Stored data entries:
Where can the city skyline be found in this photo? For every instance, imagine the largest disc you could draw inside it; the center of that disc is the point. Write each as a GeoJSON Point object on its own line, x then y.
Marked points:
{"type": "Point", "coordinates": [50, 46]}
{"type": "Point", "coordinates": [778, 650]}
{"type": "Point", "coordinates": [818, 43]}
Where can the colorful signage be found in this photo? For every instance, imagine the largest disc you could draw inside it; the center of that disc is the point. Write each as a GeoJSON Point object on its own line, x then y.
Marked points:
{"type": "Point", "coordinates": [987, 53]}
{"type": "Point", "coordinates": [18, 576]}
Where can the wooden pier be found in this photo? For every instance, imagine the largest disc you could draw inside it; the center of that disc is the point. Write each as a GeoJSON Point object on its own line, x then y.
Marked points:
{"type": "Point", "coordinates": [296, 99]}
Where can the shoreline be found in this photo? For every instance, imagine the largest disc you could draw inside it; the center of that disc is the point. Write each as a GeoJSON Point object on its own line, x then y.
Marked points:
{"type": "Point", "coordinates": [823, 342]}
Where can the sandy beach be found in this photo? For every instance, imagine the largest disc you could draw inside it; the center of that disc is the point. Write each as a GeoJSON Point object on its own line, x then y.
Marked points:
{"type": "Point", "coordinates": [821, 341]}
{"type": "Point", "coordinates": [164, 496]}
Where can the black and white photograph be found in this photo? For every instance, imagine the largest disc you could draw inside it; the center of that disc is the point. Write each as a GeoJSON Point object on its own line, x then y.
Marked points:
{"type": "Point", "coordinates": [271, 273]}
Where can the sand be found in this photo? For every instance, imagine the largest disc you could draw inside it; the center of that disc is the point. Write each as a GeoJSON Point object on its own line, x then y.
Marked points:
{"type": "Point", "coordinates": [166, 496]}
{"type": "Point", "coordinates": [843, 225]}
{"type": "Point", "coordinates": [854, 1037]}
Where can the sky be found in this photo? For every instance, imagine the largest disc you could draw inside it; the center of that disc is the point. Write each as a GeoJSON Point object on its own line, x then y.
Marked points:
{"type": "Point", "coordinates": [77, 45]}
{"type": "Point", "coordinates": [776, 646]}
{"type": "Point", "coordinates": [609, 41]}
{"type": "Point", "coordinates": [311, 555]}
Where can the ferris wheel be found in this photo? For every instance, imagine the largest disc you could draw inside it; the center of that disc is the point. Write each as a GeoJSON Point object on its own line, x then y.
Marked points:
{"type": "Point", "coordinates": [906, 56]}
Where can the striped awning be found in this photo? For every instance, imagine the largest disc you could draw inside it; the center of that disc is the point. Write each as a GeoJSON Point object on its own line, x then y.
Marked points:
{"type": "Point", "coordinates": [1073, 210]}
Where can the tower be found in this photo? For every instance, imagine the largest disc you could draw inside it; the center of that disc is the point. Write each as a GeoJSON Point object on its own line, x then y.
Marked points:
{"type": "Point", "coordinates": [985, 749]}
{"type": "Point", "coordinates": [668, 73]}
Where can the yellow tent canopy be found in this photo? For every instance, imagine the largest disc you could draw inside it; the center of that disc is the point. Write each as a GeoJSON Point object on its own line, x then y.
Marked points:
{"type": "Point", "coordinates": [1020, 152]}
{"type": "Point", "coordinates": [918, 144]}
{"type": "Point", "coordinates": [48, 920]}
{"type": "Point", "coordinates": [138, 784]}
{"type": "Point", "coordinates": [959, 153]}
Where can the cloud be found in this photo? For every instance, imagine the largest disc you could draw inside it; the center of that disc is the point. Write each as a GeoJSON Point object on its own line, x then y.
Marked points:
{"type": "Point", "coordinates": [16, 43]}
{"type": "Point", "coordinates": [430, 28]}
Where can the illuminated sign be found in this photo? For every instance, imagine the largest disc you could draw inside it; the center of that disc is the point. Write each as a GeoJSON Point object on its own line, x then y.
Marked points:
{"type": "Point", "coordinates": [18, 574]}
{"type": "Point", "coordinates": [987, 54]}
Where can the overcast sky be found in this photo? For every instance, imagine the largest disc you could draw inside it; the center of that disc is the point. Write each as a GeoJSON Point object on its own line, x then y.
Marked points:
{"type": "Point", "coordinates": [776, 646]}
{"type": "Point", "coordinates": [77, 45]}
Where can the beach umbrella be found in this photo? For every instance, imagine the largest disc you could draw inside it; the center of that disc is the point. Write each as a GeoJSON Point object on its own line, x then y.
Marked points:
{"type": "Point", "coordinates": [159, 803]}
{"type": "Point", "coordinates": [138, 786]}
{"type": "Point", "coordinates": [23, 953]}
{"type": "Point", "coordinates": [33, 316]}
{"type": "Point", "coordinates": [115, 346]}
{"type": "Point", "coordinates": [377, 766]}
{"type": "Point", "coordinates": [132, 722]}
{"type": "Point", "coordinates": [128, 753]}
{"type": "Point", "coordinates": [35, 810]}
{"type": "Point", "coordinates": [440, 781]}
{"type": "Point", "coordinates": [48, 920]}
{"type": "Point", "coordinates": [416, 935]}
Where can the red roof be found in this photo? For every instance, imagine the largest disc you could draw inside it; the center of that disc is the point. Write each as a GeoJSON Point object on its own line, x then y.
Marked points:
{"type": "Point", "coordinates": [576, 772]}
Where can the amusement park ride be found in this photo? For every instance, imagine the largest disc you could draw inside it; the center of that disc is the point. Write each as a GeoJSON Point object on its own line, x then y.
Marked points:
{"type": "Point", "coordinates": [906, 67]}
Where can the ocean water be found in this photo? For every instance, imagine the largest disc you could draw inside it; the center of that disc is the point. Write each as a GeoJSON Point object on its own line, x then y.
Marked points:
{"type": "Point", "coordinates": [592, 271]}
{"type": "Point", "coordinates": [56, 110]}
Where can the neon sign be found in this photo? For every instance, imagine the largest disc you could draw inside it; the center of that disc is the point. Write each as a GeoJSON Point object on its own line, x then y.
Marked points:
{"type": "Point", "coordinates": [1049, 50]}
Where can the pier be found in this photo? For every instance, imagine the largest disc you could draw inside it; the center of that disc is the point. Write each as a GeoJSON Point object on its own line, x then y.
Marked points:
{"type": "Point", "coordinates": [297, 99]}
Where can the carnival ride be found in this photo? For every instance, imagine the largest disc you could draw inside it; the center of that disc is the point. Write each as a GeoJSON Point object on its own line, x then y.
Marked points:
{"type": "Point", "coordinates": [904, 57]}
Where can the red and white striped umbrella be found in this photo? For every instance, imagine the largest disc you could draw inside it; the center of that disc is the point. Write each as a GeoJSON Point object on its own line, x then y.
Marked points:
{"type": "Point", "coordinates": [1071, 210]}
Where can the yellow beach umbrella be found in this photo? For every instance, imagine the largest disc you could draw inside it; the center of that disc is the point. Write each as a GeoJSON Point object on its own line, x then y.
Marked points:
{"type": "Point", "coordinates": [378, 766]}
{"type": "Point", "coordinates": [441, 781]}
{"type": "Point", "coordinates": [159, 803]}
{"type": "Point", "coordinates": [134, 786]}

§ TASK PROMPT
Return all of the entries exactly as they were supplied.

§ FINISHED TASK
Where can the city skyline be found in this photo? For every instance, imagine the largest disc you could draw inside it; the center of that disc is the point. Write each as a GeoJSON Point object on its own line, x then y.
Marked points:
{"type": "Point", "coordinates": [50, 46]}
{"type": "Point", "coordinates": [778, 650]}
{"type": "Point", "coordinates": [818, 43]}
Where can the colorful signage be found in this photo? For every instance, imagine the largest disc you could draw inside it; the center of that disc is the point. Write each as a GeoJSON Point object on its own line, x then y.
Marked points:
{"type": "Point", "coordinates": [987, 53]}
{"type": "Point", "coordinates": [18, 576]}
Where can the wooden pier be found in this photo? For every instance, imagine the largest disc you could draw inside it; the center of that disc is the point. Write each as a GeoJSON Point object on its own line, x then y.
Marked points:
{"type": "Point", "coordinates": [296, 99]}
Where can the shoreline be found in this photo? For every instance, imagine the largest disc you could draw inside it; the center of that disc is the point. Write each as a GeoJSON Point object on its own line, x then y.
Marked points:
{"type": "Point", "coordinates": [823, 342]}
Where can the sandy beach be found in this photo? For every instance, imagine the largest disc you could draw inside it; the center of that disc is the point. Write each as a GeoJSON Point object on its own line, x then y.
Marked points:
{"type": "Point", "coordinates": [821, 341]}
{"type": "Point", "coordinates": [164, 496]}
Where can the black and white photograph be found in this photo? For every instance, imagine the largest disc you could draw inside it; the center of that disc is the point. Write each as a GeoJSON Point object on its own line, x then y.
Marked points:
{"type": "Point", "coordinates": [271, 273]}
Where can the sand be found in this photo? For every instance, imagine the largest disc you could draw inside it; the center of that disc is the point. Write each as a GeoJSON Point object on its own line, x then y.
Marked points:
{"type": "Point", "coordinates": [166, 496]}
{"type": "Point", "coordinates": [843, 225]}
{"type": "Point", "coordinates": [854, 1037]}
Where can the sky be found in this photo? For every instance, imagine the largest disc you could draw inside it; the center of that disc is the point. Write each as a GeoJSON Point object on its own line, x then y.
Marked points:
{"type": "Point", "coordinates": [77, 45]}
{"type": "Point", "coordinates": [776, 646]}
{"type": "Point", "coordinates": [609, 41]}
{"type": "Point", "coordinates": [311, 555]}
Where can the ferris wheel be found in this photo? For every instance, imagine the largest disc you could draw inside it; the center of that disc is the point. Write each as a GeoJSON Point object on its own line, x then y.
Marked points:
{"type": "Point", "coordinates": [906, 56]}
Where can the striped awning be found in this photo? For every instance, imagine the largest disc you could draw inside it; the center of that disc is the point. Write each as a GeoJSON Point object on its own line, x then y.
Marked points:
{"type": "Point", "coordinates": [1073, 210]}
Where can the tower be found in this photo? For every instance, imagine the largest disc you could draw inside it; the center of that disc is the point. Write each as a GeoJSON Point object on its own line, x then y.
Marked points:
{"type": "Point", "coordinates": [985, 749]}
{"type": "Point", "coordinates": [668, 73]}
Where can the yellow tent canopy be found in this photo? For every instance, imagine the largest disc you could draw inside it; the center of that disc is the point. Write each as a GeoJSON Point object on its own line, x then y.
Marked points:
{"type": "Point", "coordinates": [1020, 152]}
{"type": "Point", "coordinates": [918, 144]}
{"type": "Point", "coordinates": [48, 920]}
{"type": "Point", "coordinates": [138, 784]}
{"type": "Point", "coordinates": [959, 153]}
Where can the cloud be found in this photo? For every instance, imagine the largest disc you could draw inside it; the center of that disc is the point. Write each as a GeoJSON Point object on its own line, x then y.
Marked points:
{"type": "Point", "coordinates": [16, 43]}
{"type": "Point", "coordinates": [430, 28]}
Where can the illuminated sign be found in this photo? For every instance, imagine the largest disc you could draw inside it; the center of that disc is the point. Write each as a GeoJSON Point object on its own line, x then y.
Marked points:
{"type": "Point", "coordinates": [18, 574]}
{"type": "Point", "coordinates": [987, 54]}
Where can the overcast sky be found in this photo? For every instance, imagine the largest disc you could draw inside it; the center of that disc is the point. Write each as a GeoJSON Point object on its own line, x then y.
Marked points:
{"type": "Point", "coordinates": [776, 646]}
{"type": "Point", "coordinates": [77, 45]}
Where can the beach umbrella be found in this photo? For every instance, imagine the largest disc you could draw inside it; the center of that disc is the point. Write each as a GeoJSON Point object on its own line, x then y.
Marked points:
{"type": "Point", "coordinates": [159, 803]}
{"type": "Point", "coordinates": [138, 786]}
{"type": "Point", "coordinates": [23, 953]}
{"type": "Point", "coordinates": [33, 316]}
{"type": "Point", "coordinates": [115, 346]}
{"type": "Point", "coordinates": [377, 766]}
{"type": "Point", "coordinates": [132, 722]}
{"type": "Point", "coordinates": [128, 753]}
{"type": "Point", "coordinates": [35, 810]}
{"type": "Point", "coordinates": [440, 781]}
{"type": "Point", "coordinates": [48, 920]}
{"type": "Point", "coordinates": [416, 935]}
Where can the red roof be found in this photo? For every instance, imagine the largest disc you could draw inside it; the center of that disc is the point. Write each as a GeoJSON Point object on its own line, x then y.
Marked points:
{"type": "Point", "coordinates": [576, 772]}
Where can the amusement park ride be found in this photo? For every instance, imagine the largest disc you could draw inside it; the center of that disc is the point. Write each as a GeoJSON Point object on its own line, x then y.
Marked points:
{"type": "Point", "coordinates": [906, 67]}
Where can the ocean water be found in this photo? For every instance, imagine the largest disc you could draw inside it; the center of that disc is the point. Write each as a GeoJSON Point object on its own line, x then y.
Marked points:
{"type": "Point", "coordinates": [592, 271]}
{"type": "Point", "coordinates": [56, 110]}
Where can the neon sign be found in this photo? For every instance, imagine the largest disc you could draw inside it; the center of that disc is the point. Write each as a GeoJSON Point object on its own line, x then y.
Marked points:
{"type": "Point", "coordinates": [1049, 50]}
Where can the pier be found in this photo? For every instance, imagine the largest disc you could draw inside it; the center of that disc is the point. Write each as a GeoJSON Point object on its own line, x then y.
Marked points:
{"type": "Point", "coordinates": [297, 99]}
Where can the carnival ride be found in this photo? For every instance, imagine the largest disc you could draw inside it; the center of that disc is the point. Write each as a GeoJSON Point object on its own line, x then y.
Marked points:
{"type": "Point", "coordinates": [904, 57]}
Where can the red and white striped umbrella be found in this photo? For every instance, imagine the largest disc you could draw inside it; the center of that disc is the point. Write each as a GeoJSON Point object on its own line, x then y.
Marked points:
{"type": "Point", "coordinates": [1071, 210]}
Where can the yellow beach umbrella be found in this photo? For every instance, imagine the largest disc you could draw inside it; the center of that disc is the point. Write each as a GeoJSON Point object on its own line, x then y.
Marked points:
{"type": "Point", "coordinates": [378, 766]}
{"type": "Point", "coordinates": [441, 781]}
{"type": "Point", "coordinates": [159, 803]}
{"type": "Point", "coordinates": [134, 786]}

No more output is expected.